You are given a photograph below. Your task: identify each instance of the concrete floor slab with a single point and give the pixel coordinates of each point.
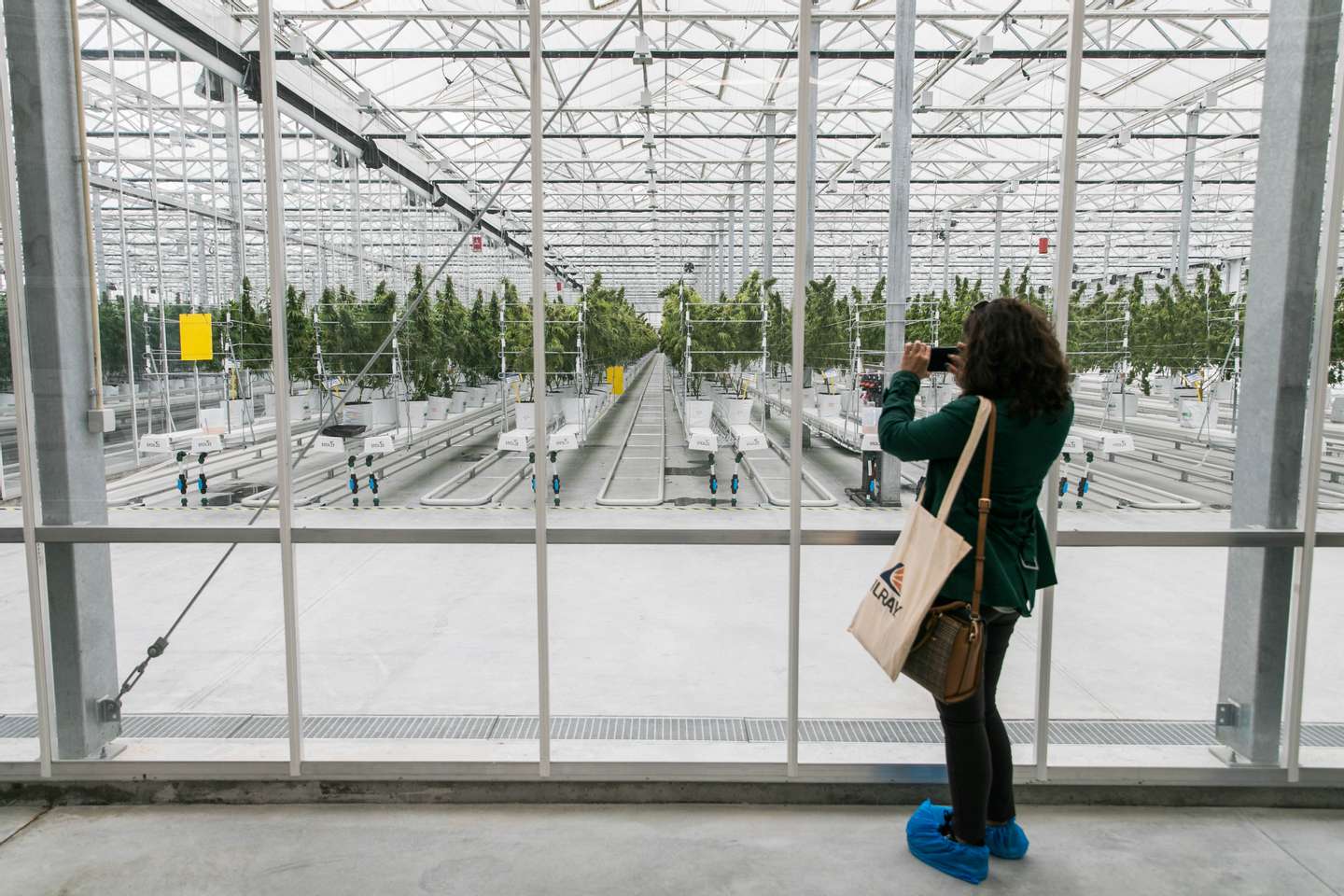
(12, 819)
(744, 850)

---

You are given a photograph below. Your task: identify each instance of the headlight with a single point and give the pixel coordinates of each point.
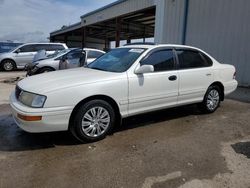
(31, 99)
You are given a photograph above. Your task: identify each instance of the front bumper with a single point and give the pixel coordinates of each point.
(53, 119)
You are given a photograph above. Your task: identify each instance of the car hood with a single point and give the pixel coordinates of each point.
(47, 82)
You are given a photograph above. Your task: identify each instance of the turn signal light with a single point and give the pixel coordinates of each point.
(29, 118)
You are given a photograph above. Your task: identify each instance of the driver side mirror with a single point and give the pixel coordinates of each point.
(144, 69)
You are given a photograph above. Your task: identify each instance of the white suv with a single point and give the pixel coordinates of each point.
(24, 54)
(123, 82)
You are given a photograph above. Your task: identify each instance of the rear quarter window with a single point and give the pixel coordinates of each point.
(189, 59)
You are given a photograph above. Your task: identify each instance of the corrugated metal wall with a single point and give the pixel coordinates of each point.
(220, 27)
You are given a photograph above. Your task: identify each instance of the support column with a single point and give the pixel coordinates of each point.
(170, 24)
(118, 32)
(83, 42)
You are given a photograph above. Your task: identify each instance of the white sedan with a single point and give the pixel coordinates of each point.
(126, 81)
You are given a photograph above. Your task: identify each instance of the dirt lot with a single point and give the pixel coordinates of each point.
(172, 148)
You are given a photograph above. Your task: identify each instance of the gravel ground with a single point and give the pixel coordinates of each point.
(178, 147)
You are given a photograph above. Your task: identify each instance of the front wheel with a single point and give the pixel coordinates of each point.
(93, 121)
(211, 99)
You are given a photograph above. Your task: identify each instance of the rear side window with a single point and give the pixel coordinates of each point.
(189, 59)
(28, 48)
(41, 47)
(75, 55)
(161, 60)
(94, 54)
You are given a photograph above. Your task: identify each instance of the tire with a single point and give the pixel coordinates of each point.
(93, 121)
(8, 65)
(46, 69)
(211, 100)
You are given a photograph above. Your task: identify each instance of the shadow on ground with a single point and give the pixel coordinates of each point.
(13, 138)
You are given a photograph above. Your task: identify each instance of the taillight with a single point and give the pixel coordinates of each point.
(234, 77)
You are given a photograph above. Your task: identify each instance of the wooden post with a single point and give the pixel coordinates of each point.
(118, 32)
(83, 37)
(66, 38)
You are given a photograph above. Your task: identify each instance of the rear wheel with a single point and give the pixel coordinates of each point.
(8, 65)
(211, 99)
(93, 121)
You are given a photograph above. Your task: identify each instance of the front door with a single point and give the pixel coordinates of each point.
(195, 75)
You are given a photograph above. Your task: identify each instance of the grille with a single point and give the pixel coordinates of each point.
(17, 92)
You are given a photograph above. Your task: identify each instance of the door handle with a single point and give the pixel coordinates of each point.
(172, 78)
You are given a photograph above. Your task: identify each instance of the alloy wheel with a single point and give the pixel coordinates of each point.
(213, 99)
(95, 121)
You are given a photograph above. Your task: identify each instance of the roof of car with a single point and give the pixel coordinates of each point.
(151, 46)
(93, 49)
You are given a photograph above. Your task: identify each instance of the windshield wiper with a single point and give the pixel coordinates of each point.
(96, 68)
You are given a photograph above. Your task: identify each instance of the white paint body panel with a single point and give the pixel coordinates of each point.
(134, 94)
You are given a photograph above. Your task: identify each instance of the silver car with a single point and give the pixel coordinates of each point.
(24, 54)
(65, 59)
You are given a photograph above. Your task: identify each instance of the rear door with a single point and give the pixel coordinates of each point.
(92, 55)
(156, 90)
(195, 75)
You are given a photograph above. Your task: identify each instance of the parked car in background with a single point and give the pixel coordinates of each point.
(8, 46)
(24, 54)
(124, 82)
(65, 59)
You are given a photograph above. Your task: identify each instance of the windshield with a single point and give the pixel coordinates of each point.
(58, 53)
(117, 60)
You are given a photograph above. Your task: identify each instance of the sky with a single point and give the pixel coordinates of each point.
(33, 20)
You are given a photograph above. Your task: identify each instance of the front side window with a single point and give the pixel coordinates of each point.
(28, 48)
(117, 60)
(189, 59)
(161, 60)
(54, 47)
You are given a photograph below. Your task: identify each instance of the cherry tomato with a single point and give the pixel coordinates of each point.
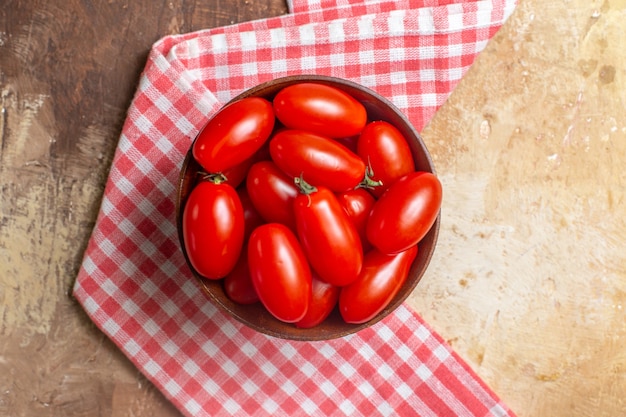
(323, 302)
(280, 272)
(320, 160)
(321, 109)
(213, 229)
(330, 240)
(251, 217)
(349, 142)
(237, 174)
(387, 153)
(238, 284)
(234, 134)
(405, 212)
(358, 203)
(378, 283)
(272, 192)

==

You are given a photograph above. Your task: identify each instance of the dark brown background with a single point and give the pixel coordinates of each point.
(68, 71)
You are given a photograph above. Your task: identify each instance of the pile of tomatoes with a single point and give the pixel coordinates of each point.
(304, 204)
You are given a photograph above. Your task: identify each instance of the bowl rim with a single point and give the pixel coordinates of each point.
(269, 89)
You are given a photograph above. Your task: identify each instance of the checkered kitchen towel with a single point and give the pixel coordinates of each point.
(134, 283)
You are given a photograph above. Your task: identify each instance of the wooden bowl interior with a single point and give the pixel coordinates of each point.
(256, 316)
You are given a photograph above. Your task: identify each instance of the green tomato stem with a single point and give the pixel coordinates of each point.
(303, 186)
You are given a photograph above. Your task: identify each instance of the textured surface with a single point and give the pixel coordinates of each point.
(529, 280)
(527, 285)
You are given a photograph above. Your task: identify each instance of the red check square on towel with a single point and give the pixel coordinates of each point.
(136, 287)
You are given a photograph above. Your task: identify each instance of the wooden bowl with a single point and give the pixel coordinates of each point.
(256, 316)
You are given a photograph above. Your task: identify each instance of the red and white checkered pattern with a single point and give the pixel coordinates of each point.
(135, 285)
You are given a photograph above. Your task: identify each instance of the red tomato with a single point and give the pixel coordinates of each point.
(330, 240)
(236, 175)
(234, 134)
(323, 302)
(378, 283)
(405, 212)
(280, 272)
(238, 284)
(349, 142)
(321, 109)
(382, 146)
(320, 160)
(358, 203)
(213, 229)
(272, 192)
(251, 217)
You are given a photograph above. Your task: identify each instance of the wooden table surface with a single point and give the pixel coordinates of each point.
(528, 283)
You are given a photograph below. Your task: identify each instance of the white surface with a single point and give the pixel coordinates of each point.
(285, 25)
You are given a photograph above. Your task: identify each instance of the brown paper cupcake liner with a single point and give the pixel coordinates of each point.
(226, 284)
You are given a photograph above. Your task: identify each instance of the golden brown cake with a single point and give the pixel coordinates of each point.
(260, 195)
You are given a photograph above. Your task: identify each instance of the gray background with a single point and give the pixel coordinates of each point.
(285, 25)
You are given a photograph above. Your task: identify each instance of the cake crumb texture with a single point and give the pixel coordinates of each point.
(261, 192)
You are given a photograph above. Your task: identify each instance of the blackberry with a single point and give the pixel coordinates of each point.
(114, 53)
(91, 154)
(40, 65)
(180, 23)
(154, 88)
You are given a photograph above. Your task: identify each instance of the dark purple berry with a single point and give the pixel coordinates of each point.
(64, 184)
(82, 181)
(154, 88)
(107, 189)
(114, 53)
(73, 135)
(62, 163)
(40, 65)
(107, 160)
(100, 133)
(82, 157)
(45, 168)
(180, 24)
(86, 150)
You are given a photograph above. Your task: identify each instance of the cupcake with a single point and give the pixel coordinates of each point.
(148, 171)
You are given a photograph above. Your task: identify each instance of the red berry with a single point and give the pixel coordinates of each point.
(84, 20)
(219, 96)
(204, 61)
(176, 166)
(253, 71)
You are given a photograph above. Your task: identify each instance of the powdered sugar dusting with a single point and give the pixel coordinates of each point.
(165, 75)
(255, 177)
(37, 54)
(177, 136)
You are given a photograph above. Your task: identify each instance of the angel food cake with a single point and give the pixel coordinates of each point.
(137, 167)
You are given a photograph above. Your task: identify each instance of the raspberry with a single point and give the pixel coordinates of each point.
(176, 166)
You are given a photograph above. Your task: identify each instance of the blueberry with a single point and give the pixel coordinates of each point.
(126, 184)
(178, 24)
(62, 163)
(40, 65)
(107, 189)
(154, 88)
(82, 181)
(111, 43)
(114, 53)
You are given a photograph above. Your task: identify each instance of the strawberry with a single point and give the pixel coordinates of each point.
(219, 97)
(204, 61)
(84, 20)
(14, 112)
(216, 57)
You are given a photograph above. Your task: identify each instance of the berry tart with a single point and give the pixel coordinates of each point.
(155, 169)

**GOAL**
Which lines in the material above contain the string "rear"? Extract every one of them in full, and treat uppercase and lowercase letters as different.

**FINAL RESULT**
You are given a photograph above. Your task: identify each instance of the rear quarter window with a single point and give the pixel coordinates of each point.
You are given a photograph above. Your task: identify each instance of the rear side window with a single point and give the pixel coordinates of each point.
You are given a photograph above. Your task: identify each instance of the rear wheel with a single point and give the pixel coordinates of each point.
You are given a photograph above. Your task: identify each instance of the rear door with a single point and give the pixel coordinates of each point.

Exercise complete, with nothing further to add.